* _ZITIERTER TEXT_
---------------

Das Verfassungsgericht zur Online-Durchsuchung
27. Februar 2008 / von Leonidas / Seite 1 von 1
Am heutigen Mittwoch hat es endlich das lange erwartete Urteil des Bundesverfassungsgerichts zur Online-Durchsuchung gegeben. Wie bekannt, sollten die Verfassungsrichter hierbei eigentlich nur über ein entsprechendes Gesetz des Bundeslandes Nordrhein-Westfalen befinden, aber natürlich befasste man sich nicht nur mit diesem einzelnen Gesetz allein, sondern auch mit der gesamten Themenlage. Daher ist der Richterspruch nicht nur indirekt, sondern sogar ausdrücklich verwendbar für ähnliche Gesetzesvorhaben in anderen Bundesländern wie auch im Bund, zudem wurden durch die Grundsätzlichkeit des Urteils auch für artverwandte Gesetzesvorhaben der Zukunft bereits einige rechtliche Eckpfeiler geschaffen.
Denn positiverweise haben die Verfassungsrichter deutlich mehr gesagt als sich nur auf jenes NRW-Gesetz zu beziehen, mit welchem die Online-Durchsuchung wie auch die sogenannte Quellen-Telekommunikationsüberwachung (Abhören einer verschlüsselten IP-Telefonverbindung mittels Trojaner auf dem PC, entspricht technisch der Online-Durchsuchung, nur daß eben nur Telefoniedaten verfolgt werden) rechtlich bereits in Nordrhein-Westfalen möglich ist(bzw. nunmehr war). Jenes Gesetz wurde zuerst einmal deutlich als verfassungswidrig zurückgewiesen, es genügt gleich in mehrfacher Weise nicht dem Grundgesetz.

---------------

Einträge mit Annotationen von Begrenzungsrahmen
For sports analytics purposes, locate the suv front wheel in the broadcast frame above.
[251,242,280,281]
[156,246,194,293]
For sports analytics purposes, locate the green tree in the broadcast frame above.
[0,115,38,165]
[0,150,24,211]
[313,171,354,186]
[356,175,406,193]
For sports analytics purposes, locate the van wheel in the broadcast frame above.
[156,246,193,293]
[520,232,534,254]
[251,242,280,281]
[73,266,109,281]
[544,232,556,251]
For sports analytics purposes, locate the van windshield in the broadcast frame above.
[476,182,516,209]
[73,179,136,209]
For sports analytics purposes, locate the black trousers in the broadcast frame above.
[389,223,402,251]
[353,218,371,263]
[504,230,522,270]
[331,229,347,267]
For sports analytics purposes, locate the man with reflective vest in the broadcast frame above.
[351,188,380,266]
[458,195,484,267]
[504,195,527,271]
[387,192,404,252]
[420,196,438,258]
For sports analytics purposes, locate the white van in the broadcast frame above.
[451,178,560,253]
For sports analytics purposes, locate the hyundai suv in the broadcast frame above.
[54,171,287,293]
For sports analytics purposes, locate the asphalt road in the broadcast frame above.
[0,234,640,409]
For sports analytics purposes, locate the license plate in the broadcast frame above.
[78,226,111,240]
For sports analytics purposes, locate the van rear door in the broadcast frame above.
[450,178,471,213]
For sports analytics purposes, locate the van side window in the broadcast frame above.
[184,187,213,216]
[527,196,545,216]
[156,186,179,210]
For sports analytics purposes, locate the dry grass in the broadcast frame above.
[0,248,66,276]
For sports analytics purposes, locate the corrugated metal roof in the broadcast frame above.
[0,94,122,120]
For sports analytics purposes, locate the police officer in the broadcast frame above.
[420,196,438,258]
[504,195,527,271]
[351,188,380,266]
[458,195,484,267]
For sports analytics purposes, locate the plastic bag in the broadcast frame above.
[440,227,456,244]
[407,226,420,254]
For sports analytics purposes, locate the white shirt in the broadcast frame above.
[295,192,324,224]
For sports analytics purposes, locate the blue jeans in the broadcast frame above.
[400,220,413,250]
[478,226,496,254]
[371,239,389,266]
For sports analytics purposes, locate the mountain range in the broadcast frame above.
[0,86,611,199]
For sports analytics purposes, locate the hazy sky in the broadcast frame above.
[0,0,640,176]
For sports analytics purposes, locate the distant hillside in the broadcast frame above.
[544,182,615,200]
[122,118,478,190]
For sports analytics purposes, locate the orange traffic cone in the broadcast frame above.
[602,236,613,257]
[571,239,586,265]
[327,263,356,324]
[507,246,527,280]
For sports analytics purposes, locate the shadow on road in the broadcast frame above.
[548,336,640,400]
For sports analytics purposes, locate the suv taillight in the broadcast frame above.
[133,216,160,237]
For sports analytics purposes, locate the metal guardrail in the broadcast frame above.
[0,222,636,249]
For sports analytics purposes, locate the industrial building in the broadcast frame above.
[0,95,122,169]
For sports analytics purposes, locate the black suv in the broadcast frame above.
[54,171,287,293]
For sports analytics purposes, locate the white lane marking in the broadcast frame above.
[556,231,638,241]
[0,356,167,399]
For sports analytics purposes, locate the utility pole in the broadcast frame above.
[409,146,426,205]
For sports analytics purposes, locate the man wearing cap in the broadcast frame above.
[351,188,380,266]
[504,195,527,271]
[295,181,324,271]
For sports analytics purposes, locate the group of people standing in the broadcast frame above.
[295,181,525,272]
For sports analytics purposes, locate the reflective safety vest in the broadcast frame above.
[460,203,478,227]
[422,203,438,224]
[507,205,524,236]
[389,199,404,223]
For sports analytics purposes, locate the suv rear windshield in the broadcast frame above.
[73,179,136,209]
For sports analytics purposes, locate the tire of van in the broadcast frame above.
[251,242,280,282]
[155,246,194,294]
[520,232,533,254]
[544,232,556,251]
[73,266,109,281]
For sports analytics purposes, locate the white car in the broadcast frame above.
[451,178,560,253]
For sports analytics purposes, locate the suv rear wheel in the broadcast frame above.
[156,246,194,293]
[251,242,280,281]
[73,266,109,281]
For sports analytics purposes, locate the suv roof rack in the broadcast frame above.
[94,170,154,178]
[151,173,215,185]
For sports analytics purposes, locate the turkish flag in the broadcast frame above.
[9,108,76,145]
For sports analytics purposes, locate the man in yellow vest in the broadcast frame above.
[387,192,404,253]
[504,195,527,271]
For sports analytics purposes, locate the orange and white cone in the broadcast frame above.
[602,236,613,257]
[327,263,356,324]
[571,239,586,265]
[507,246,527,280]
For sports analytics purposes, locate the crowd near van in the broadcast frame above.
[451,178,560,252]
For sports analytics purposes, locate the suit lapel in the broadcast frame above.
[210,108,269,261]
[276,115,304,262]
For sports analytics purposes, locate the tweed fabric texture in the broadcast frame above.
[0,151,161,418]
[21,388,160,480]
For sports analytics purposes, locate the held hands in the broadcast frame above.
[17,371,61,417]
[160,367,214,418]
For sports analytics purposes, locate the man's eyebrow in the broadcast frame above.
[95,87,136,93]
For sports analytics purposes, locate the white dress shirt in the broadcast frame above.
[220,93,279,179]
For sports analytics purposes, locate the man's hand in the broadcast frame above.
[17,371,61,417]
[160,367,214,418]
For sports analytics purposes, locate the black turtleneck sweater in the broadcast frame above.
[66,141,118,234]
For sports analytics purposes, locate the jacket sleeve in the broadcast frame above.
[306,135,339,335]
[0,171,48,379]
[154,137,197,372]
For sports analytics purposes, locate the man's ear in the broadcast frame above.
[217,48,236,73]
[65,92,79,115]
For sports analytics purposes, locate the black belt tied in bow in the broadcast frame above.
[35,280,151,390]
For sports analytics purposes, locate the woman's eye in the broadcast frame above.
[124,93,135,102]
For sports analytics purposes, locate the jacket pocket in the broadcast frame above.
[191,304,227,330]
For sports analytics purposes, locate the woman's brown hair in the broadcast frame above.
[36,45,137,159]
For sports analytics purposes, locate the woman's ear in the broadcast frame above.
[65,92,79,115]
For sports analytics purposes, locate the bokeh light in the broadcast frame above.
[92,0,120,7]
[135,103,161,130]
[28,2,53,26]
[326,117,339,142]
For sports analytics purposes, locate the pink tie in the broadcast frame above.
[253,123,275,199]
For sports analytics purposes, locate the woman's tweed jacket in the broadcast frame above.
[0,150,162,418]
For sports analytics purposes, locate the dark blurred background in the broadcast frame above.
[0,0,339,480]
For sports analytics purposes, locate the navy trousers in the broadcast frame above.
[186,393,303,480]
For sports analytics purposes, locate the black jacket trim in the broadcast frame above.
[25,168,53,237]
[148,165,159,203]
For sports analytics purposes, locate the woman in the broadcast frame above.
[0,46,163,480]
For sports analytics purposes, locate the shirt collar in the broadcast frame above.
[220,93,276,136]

---------------

* _AUFGABEN_
- 1) Über das Gesetz welches Bundeslandes sollten die Verfassungsrichter laut dem Text zur Online-Durchsuchung eigentlich nur befinden?
- 2) Gib den Abschnitt aus dem Text zur Online-Durchsuchung von "Das Verfassungsgericht zur" bis "rechtliche Eckpfeiler geschaffen." wortgetreu aus.

* _DIE ANTWORTEN_
- 1) Über ein Gesetz des Bundeslandes Nordrhein-Westfalen.

- 2)
Das Verfassungsgericht zur Online-Durchsuchung
27. Februar 2008 / von Leonidas / Seite 1 von 1
Am heutigen Mittwoch hat es endlich das lange erwartete Urteil des Bundesverfassungsgerichts zur Online-Durchsuchung gegeben. Wie bekannt, sollten die Verfassungsrichter hierbei eigentlich nur über ein entsprechendes Gesetz des Bundeslandes Nordrhein-Westfalen befinden, aber natürlich befasste man sich nicht nur mit diesem einzelnen Gesetz allein, sondern auch mit der gesamten Themenlage. Daher ist der Richterspruch nicht nur indirekt, sondern sogar ausdrücklich verwendbar für ähnliche Gesetzesvorhaben in anderen Bundesländern wie auch im Bund, zudem wurden durch die Grundsätzlichkeit des Urteils auch für artverwandte Gesetzesvorhaben der Zukunft bereits einige rechtliche Eckpfeiler geschaffen.